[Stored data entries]
[Start of section]

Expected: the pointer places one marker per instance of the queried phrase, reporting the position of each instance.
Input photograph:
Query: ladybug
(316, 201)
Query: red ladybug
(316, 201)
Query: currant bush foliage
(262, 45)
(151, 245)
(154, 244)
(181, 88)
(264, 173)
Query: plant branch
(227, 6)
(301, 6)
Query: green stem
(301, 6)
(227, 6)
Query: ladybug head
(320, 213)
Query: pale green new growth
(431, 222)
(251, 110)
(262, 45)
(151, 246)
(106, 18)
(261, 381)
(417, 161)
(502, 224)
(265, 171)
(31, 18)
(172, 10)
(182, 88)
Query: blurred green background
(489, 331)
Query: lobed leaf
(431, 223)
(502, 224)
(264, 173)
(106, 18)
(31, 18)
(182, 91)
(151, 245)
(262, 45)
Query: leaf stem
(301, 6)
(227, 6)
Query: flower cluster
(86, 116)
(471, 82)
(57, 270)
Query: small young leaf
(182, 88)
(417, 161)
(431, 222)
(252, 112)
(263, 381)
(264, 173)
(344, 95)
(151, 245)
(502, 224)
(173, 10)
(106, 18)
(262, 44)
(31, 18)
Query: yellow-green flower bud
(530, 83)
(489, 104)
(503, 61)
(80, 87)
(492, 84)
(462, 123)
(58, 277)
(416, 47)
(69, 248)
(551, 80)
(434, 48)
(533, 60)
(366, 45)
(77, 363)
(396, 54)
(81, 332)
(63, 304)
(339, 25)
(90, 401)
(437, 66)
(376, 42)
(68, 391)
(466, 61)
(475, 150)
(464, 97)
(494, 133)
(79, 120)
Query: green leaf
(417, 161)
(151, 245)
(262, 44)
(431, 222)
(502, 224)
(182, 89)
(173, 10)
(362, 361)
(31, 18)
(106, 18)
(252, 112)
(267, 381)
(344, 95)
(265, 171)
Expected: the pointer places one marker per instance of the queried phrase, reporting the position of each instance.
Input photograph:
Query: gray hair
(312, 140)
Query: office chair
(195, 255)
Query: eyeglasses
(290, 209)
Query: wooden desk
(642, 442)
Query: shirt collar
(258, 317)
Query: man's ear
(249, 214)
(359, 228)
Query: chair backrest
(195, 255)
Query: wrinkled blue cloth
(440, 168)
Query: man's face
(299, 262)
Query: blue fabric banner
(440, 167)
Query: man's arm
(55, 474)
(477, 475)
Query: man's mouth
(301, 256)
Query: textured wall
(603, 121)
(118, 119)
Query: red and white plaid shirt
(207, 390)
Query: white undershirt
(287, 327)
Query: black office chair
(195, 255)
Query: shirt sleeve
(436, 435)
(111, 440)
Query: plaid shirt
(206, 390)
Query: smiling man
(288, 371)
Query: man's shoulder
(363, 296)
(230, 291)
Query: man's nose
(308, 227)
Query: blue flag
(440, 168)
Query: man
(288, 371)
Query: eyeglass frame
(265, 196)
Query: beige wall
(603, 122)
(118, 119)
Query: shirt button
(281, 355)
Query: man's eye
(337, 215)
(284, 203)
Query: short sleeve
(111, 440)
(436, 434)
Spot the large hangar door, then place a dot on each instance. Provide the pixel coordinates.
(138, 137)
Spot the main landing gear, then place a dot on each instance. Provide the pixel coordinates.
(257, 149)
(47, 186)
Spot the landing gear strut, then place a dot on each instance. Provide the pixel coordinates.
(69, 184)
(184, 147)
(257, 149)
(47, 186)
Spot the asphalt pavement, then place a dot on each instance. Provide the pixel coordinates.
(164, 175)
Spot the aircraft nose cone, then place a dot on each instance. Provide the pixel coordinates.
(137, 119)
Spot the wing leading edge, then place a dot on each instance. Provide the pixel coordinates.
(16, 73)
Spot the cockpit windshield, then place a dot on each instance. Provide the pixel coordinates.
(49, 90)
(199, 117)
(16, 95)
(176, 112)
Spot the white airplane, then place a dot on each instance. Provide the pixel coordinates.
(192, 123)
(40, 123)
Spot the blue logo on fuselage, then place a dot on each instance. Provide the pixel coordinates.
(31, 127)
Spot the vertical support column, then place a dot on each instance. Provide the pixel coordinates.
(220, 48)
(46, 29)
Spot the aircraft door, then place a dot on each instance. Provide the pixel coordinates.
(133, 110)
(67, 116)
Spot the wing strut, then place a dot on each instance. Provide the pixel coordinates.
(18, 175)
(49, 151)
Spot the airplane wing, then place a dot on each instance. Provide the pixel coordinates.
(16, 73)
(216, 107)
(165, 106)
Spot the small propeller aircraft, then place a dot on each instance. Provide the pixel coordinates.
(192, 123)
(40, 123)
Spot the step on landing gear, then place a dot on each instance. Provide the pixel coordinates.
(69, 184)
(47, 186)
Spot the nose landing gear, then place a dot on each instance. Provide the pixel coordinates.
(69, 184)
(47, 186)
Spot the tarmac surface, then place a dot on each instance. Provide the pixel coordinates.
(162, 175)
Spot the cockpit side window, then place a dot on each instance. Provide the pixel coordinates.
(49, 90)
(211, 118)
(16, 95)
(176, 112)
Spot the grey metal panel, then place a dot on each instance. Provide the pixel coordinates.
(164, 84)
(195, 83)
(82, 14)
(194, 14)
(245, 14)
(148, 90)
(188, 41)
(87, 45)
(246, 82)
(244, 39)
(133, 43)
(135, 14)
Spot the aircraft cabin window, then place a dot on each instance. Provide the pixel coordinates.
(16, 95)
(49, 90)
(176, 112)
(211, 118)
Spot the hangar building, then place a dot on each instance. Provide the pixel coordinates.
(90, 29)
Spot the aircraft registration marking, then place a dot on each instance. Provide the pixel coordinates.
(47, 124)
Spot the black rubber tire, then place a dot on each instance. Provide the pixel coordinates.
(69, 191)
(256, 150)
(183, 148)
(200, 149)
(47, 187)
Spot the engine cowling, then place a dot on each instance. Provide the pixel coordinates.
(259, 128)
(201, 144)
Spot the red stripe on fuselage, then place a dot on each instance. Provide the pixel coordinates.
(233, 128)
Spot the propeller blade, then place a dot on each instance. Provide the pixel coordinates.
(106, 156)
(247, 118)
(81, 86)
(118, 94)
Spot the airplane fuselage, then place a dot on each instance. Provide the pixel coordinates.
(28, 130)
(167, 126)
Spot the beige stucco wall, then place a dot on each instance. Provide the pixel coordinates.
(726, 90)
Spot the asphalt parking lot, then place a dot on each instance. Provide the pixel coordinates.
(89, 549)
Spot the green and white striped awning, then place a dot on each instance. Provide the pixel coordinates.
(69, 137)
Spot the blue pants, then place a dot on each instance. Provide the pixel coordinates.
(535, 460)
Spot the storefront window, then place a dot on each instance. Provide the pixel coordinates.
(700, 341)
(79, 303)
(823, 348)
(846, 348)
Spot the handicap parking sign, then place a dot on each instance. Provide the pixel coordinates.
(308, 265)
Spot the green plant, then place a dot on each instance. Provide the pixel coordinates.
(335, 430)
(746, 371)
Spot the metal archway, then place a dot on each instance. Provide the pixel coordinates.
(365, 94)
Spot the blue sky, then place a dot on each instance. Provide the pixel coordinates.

[End of section]

■ DIRECTIONS FOR THIS TASK: The lines above are to be retyped exactly, with none omitted.

■ RESULT OF THIS EXERCISE:
Expected: the pointer places one marker per instance of the queried phrase, reporting the position of each instance.
Input photograph:
Query: ladybug
(316, 201)
Query: red ladybug
(316, 201)
Query: currant bush foliage
(262, 45)
(151, 245)
(154, 244)
(181, 88)
(264, 173)
Query: plant branch
(227, 6)
(301, 6)
Query: green stem
(301, 6)
(227, 6)
Query: ladybug head
(320, 213)
Query: pale green new growth
(431, 222)
(251, 110)
(262, 45)
(151, 246)
(106, 18)
(261, 381)
(417, 161)
(502, 224)
(265, 171)
(31, 18)
(172, 10)
(182, 88)
Query: blurred green background
(489, 331)
Query: lobed leaf
(431, 223)
(502, 224)
(264, 173)
(106, 18)
(31, 18)
(182, 91)
(151, 245)
(262, 45)
Query: leaf stem
(301, 6)
(227, 6)
Query: flower cluster
(86, 116)
(471, 82)
(57, 270)
Query: small young leaf
(182, 88)
(417, 161)
(431, 222)
(252, 112)
(263, 381)
(264, 173)
(344, 95)
(151, 245)
(502, 224)
(173, 10)
(106, 18)
(262, 44)
(31, 18)
Query: yellow-green flower bud
(530, 83)
(489, 104)
(503, 61)
(80, 87)
(492, 84)
(462, 123)
(58, 277)
(416, 47)
(69, 248)
(551, 80)
(434, 48)
(533, 60)
(366, 45)
(77, 363)
(396, 54)
(81, 332)
(63, 304)
(339, 25)
(90, 401)
(437, 66)
(376, 42)
(68, 391)
(466, 61)
(475, 150)
(464, 97)
(494, 133)
(79, 120)
Query: green leaf
(417, 161)
(151, 245)
(262, 44)
(431, 222)
(502, 224)
(182, 89)
(173, 10)
(362, 361)
(31, 18)
(106, 18)
(252, 112)
(267, 381)
(344, 95)
(265, 171)
Expected: the pointer places one marker per instance of the queried phrase, reporting the position of each instance.
Input photograph:
Query: gray hair
(312, 140)
Query: office chair
(195, 255)
Query: eyeglasses
(290, 209)
Query: wooden desk
(642, 442)
Query: shirt collar
(258, 317)
Query: man's ear
(249, 214)
(359, 228)
Query: chair backrest
(195, 255)
Query: wrinkled blue cloth
(440, 168)
Query: man's face
(299, 262)
Query: blue fabric banner
(440, 167)
Query: man's arm
(55, 474)
(477, 475)
Query: man's mouth
(301, 256)
Query: textured wall
(603, 121)
(118, 119)
Query: red and white plaid shirt
(207, 390)
Query: white undershirt
(287, 327)
Query: black office chair
(195, 255)
Query: shirt sleeve
(436, 435)
(111, 440)
Query: plaid shirt
(206, 390)
Query: smiling man
(288, 371)
Query: man's shoulder
(363, 296)
(230, 291)
Query: man's nose
(308, 227)
Query: blue flag
(440, 168)
Query: man
(288, 371)
Query: eyeglass frame
(265, 196)
Query: beige wall
(603, 122)
(118, 119)
Query: shirt button
(281, 355)
Query: man's eye
(337, 215)
(284, 203)
Query: short sleeve
(111, 440)
(436, 434)
Spot the large hangar door, then place a dot on each instance. Provide the pixel coordinates.
(138, 137)
Spot the main landing gear, then place a dot on each instance. Provide the pixel coordinates.
(257, 149)
(47, 186)
Spot the landing gear strut, then place a dot on each instance. Provide the pixel coordinates.
(69, 184)
(184, 147)
(257, 149)
(47, 186)
Spot the asphalt pavement, then place a dot on each instance. Provide the pixel coordinates.
(164, 175)
Spot the aircraft nose cone, then place a dot on each instance. Provide the pixel coordinates.
(137, 119)
Spot the wing leading edge, then place a dot on each instance. Provide the pixel coordinates.
(16, 73)
Spot the cockpit windshield, then place a dot on each instance. Provide the pixel coordinates.
(49, 90)
(199, 117)
(16, 95)
(176, 112)
Spot the white airplane, then place a dot on each instance. Provide the pixel coordinates.
(192, 123)
(40, 123)
Spot the blue logo on fuselage, then place a dot on each instance. Provide the pixel coordinates.
(31, 127)
Spot the vertical support column, then place a dot on each instance. Provide the pixel coordinates.
(220, 48)
(46, 29)
Spot the aircraft door, then place a dot on each instance. Provide the pixel coordinates.
(133, 110)
(67, 116)
Spot the wing strut, then place a dot on each instance. Provide the pixel coordinates.
(18, 175)
(49, 151)
Spot the airplane wing, then place a dot on each instance. Provide the pixel coordinates.
(16, 73)
(216, 107)
(165, 106)
Spot the small propeller aircraft, then place a dot on each instance. Provide the pixel coordinates.
(192, 123)
(40, 123)
Spot the step on landing gear, then place a dot on each instance. Provide the pixel coordinates.
(69, 184)
(47, 186)
Spot the nose landing gear, then place a dot on each instance. Provide the pixel coordinates.
(69, 184)
(47, 186)
Spot the tarmac surface, then place a dot on each instance. Provide the pixel coordinates.
(162, 175)
Spot the cockpit side window, then place a dot on each instance. Provide the pixel coordinates.
(49, 90)
(211, 118)
(16, 95)
(176, 112)
Spot the grey metal panel, then place a dot on each instance. Provide the pixel coordinates.
(164, 84)
(195, 83)
(82, 14)
(194, 14)
(245, 14)
(148, 90)
(188, 41)
(87, 45)
(246, 82)
(244, 39)
(133, 43)
(135, 14)
Spot the aircraft cabin window, then place a dot on each instance. Provide the pixel coordinates.
(16, 95)
(49, 90)
(176, 112)
(211, 118)
Spot the hangar building, then place a dot on each instance. Provide the pixel coordinates.
(90, 29)
Spot the aircraft registration marking, then place a dot on each instance. Provide the pixel coordinates.
(47, 124)
Spot the black rubber tire, then place a dot on each instance. Provide the pixel coordinates.
(69, 191)
(256, 150)
(183, 148)
(200, 149)
(47, 187)
Spot the engine cowling, then place a dot on each instance. Provide the pixel coordinates.
(259, 128)
(201, 144)
Spot the red stripe on fuselage, then place a dot on each instance. Provide the pixel coordinates.
(233, 128)
Spot the propeller blade, then place a dot on each instance. Provide the pixel coordinates.
(106, 156)
(247, 118)
(81, 86)
(118, 94)
Spot the airplane fuselage, then place a dot on each instance. Provide the pixel coordinates.
(28, 130)
(167, 126)
Spot the beige stucco wall, then place a dot on each instance. Provide the pixel coordinates.
(726, 90)
Spot the asphalt parking lot, then place a dot on each instance. Provide the pixel coordinates.
(89, 549)
Spot the green and white striped awning, then place a dot on each instance. Provide the pixel coordinates.
(69, 137)
Spot the blue pants, then place a dot on each instance. Provide the pixel coordinates.
(535, 460)
Spot the storefront window, then place a dot on each instance. Provide the pixel coordinates.
(700, 341)
(79, 303)
(823, 348)
(846, 348)
Spot the handicap parking sign, then place a dot on each instance. Provide the pixel coordinates.
(308, 265)
Spot the green plant, then place a dot on each instance. Provide the pixel coordinates.
(335, 430)
(746, 371)
Spot the metal archway, then place a dot on each instance. Provide the pixel coordinates.
(365, 94)
Spot the blue sky, then place a dot on each instance. Provide the pixel coordinates.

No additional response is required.